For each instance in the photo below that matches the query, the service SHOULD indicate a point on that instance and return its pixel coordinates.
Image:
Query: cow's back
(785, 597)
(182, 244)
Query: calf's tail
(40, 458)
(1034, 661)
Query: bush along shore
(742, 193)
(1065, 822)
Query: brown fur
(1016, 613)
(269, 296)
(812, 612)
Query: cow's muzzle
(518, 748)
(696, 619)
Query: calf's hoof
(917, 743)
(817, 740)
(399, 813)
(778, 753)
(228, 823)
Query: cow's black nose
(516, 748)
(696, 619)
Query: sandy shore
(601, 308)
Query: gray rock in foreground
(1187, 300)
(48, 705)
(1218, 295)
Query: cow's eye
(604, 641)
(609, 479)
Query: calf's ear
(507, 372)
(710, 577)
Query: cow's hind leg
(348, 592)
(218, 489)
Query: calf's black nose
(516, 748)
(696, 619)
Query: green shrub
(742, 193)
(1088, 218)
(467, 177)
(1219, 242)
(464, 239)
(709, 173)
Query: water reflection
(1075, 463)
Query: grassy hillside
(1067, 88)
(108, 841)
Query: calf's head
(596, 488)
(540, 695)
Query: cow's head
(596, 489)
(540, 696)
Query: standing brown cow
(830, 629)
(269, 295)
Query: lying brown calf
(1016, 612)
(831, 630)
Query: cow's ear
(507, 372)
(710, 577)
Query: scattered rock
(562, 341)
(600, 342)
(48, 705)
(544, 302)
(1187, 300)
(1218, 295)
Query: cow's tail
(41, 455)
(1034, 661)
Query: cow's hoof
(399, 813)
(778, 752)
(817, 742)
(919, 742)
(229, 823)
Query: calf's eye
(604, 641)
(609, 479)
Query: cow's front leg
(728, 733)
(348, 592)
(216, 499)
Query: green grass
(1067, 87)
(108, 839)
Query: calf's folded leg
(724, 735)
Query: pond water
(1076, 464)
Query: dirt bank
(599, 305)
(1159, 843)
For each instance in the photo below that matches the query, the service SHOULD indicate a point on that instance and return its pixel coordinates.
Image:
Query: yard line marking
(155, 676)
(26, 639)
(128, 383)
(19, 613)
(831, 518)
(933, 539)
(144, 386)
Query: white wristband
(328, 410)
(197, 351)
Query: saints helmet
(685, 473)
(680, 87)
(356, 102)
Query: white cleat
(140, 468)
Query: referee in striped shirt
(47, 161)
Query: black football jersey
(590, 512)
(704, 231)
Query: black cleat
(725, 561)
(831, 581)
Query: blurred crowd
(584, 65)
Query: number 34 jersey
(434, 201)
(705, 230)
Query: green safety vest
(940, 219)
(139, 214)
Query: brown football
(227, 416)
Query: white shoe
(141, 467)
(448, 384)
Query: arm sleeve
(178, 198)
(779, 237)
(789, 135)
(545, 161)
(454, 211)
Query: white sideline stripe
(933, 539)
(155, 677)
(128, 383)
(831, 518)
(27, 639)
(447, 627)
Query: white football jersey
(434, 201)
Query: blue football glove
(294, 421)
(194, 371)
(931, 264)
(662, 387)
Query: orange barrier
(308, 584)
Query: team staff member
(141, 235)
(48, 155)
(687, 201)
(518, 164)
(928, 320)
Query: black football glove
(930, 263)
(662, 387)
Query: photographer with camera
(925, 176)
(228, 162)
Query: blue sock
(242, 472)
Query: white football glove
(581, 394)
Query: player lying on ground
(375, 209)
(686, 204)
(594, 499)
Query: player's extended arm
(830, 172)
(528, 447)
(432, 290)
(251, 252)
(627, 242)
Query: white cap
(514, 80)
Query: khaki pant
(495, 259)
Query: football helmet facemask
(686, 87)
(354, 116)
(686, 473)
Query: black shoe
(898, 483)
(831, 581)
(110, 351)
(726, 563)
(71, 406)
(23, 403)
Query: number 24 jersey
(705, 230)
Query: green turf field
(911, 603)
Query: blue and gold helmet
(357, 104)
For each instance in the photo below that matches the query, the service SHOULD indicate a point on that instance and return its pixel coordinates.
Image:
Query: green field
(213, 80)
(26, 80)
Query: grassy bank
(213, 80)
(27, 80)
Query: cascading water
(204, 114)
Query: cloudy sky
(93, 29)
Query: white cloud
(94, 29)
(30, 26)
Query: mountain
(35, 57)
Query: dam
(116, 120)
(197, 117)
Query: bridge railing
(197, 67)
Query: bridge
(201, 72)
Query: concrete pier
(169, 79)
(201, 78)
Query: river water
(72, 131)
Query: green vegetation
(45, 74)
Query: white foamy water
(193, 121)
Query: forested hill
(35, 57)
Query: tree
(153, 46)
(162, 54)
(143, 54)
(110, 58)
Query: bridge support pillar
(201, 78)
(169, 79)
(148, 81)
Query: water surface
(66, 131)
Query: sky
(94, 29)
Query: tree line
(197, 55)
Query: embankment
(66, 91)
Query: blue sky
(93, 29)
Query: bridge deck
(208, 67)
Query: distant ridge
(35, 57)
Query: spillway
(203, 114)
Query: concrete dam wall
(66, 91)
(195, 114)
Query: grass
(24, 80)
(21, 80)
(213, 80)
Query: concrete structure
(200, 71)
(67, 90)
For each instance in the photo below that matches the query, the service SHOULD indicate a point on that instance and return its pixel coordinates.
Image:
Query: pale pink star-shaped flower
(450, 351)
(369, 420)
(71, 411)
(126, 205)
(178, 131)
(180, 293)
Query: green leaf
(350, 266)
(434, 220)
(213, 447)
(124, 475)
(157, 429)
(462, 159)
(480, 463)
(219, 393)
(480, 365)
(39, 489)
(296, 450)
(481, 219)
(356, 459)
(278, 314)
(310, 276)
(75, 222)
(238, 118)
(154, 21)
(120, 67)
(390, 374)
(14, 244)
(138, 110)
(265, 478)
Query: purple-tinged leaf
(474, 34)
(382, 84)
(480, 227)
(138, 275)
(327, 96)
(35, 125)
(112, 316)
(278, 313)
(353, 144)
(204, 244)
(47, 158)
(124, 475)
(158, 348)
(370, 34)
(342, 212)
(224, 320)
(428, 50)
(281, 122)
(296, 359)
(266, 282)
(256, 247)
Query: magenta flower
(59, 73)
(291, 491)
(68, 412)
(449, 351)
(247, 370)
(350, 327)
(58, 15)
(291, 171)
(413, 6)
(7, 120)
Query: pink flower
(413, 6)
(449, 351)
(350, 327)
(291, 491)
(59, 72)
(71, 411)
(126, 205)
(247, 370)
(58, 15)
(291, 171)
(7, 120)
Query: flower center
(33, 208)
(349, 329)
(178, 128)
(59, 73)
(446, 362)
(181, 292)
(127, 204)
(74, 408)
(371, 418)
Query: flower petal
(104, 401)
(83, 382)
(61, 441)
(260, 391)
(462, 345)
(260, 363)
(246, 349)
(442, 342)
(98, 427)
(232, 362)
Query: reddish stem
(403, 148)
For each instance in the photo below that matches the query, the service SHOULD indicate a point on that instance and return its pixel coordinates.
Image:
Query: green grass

---*---

◆ Set problem:
Reproduce all of the records above, replacing every occurrence of "SHOULD" with "MUST" and leaving all other text unchanged.

◆ Result:
For each instance in the photo below that matches the query, the service MUST indicate a point on that instance and return its pixel coordinates.
Image:
Query: cow's back
(785, 597)
(182, 244)
Query: calf's tail
(40, 458)
(1034, 661)
Query: bush along shore
(742, 193)
(1065, 822)
Query: brown fur
(1016, 613)
(269, 296)
(812, 612)
Query: cow's muzzle
(518, 748)
(696, 619)
Query: calf's hoof
(917, 743)
(817, 740)
(399, 813)
(778, 753)
(228, 823)
Query: cow's black nose
(516, 748)
(696, 619)
Query: sandy shore
(601, 308)
Query: gray rock in foreground
(1187, 300)
(48, 705)
(1218, 295)
Query: cow's eye
(604, 641)
(609, 479)
Query: calf's ear
(507, 372)
(710, 577)
Query: cow's hind leg
(348, 592)
(218, 489)
Query: calf's black nose
(516, 748)
(696, 619)
Query: green shrub
(742, 193)
(1088, 218)
(467, 177)
(1219, 242)
(464, 239)
(709, 173)
Query: water reflection
(1075, 463)
Query: grassy hillside
(1067, 88)
(108, 841)
Query: calf's head
(596, 488)
(540, 695)
Query: cow's head
(596, 489)
(540, 696)
Query: standing brown cow
(830, 629)
(269, 295)
Query: lying brown calf
(1016, 612)
(831, 630)
Query: cow's ear
(507, 372)
(710, 577)
Query: scattered rock
(562, 341)
(600, 342)
(48, 705)
(544, 302)
(1187, 300)
(1218, 295)
Query: cow's tail
(41, 455)
(1034, 661)
Query: cow's hoof
(399, 813)
(778, 752)
(817, 742)
(919, 742)
(229, 823)
Query: calf's eye
(604, 641)
(609, 479)
Query: cow's front leg
(728, 733)
(348, 592)
(216, 499)
Query: green grass
(1067, 87)
(108, 839)
Query: calf's folded leg
(724, 735)
Query: pond water
(1076, 464)
Query: dirt bank
(599, 305)
(1159, 843)
For each instance in the photo below that matches the query, the service MUST indicate a point on that instance and return its pixel coordinates.
Image:
Query: yard line marking
(155, 676)
(26, 639)
(128, 383)
(19, 613)
(831, 518)
(933, 539)
(144, 386)
Query: white wristband
(328, 410)
(197, 351)
Query: saints helmet
(685, 473)
(680, 87)
(356, 102)
Query: white cleat
(140, 468)
Query: referee in striped shirt
(47, 161)
Query: black football jersey
(590, 512)
(704, 231)
Query: black cleat
(725, 561)
(831, 581)
Query: blurred crowd
(584, 65)
Query: number 34 jersey
(434, 201)
(705, 230)
Query: green safety vest
(940, 219)
(139, 214)
Query: brown football
(227, 416)
Query: white shoe
(141, 467)
(448, 384)
Query: arm sleeve
(178, 198)
(779, 237)
(789, 135)
(545, 161)
(454, 211)
Query: white sideline stripe
(933, 539)
(155, 677)
(128, 383)
(831, 518)
(27, 639)
(447, 627)
Query: white football jersey
(434, 201)
Query: blue football glove
(294, 421)
(194, 371)
(931, 264)
(662, 387)
Query: orange barrier
(308, 584)
Query: team staff member
(141, 235)
(48, 155)
(687, 201)
(518, 164)
(928, 320)
Query: black football glove
(930, 263)
(662, 387)
Query: photographer with camera
(925, 176)
(228, 162)
Query: blue sock
(242, 472)
Query: white football glove
(581, 394)
Query: player lying on ground
(375, 209)
(686, 204)
(594, 499)
Query: player's extended arm
(830, 172)
(528, 447)
(432, 290)
(251, 252)
(627, 242)
Query: white cap
(514, 80)
Query: khaki pant
(495, 259)
Query: football helmet facemask
(686, 87)
(354, 116)
(686, 473)
Query: black shoe
(898, 483)
(831, 581)
(110, 351)
(726, 563)
(71, 406)
(23, 403)
Query: number 24 jersey
(705, 230)
Query: green turf field
(911, 603)
Query: blue and gold helmet
(357, 104)
For each instance in the photo below that matches the query, the service MUST indicate a point on that instance and return its pixel coordinates.
Image:
Query: green field
(213, 80)
(26, 80)
Query: grassy bank
(213, 80)
(27, 80)
Query: cascading water
(204, 114)
Query: cloudy sky
(93, 29)
Query: white cloud
(94, 29)
(30, 26)
Query: mountain
(35, 57)
Query: dam
(116, 120)
(197, 117)
Query: bridge railing
(197, 67)
Query: bridge
(201, 72)
Query: concrete pier
(169, 79)
(201, 78)
Query: river water
(72, 131)
Query: green vegetation
(45, 74)
Query: white foamy water
(193, 121)
Query: forested hill
(35, 57)
Query: tree
(153, 46)
(162, 54)
(143, 54)
(110, 58)
Query: bridge support pillar
(201, 78)
(169, 79)
(148, 81)
Query: water surface
(66, 131)
Query: sky
(94, 29)
Query: tree line
(197, 55)
Query: embankment
(66, 91)
Query: blue sky
(93, 29)
Query: bridge deck
(208, 67)
Query: distant ridge
(35, 57)
Query: spillway
(203, 114)
Query: concrete dam wall
(66, 91)
(195, 114)
Query: grass
(24, 80)
(21, 80)
(213, 80)
Query: concrete structure
(200, 71)
(67, 90)
For each instance in the photo below that matches the query, the service MUST indicate a point on that instance and return its pixel coordinates.
Image:
Query: pale pink star-shaped flower
(450, 351)
(369, 420)
(71, 411)
(126, 205)
(178, 131)
(180, 293)
Query: green leaf
(350, 266)
(434, 220)
(213, 447)
(124, 475)
(157, 429)
(462, 159)
(480, 463)
(219, 393)
(480, 365)
(39, 489)
(296, 450)
(481, 219)
(356, 459)
(278, 314)
(310, 276)
(75, 222)
(238, 118)
(154, 21)
(120, 67)
(390, 374)
(14, 244)
(138, 110)
(265, 478)
Query: purple-tinged leaf
(474, 34)
(382, 84)
(480, 227)
(138, 275)
(327, 96)
(35, 125)
(112, 316)
(278, 313)
(353, 144)
(204, 244)
(47, 158)
(124, 475)
(158, 348)
(370, 34)
(342, 212)
(224, 320)
(428, 50)
(281, 122)
(296, 359)
(266, 282)
(256, 247)
Query: magenta flower
(59, 73)
(291, 491)
(68, 412)
(449, 351)
(247, 370)
(350, 327)
(58, 15)
(291, 171)
(413, 6)
(7, 120)
Query: pink flower
(413, 6)
(449, 351)
(350, 327)
(291, 491)
(59, 72)
(71, 411)
(126, 205)
(247, 370)
(58, 15)
(291, 171)
(7, 120)
Query: flower center
(33, 208)
(349, 329)
(178, 128)
(59, 73)
(446, 362)
(181, 292)
(127, 204)
(74, 408)
(371, 418)
Query: flower petal
(104, 401)
(83, 382)
(61, 441)
(260, 391)
(462, 345)
(260, 363)
(246, 349)
(442, 342)
(98, 427)
(232, 362)
Query: reddish stem
(403, 148)
For each instance in the photo below that matches the query, the service MUST indicate a point on that instance and return its pixel coordinates.
Image:
Query: green grass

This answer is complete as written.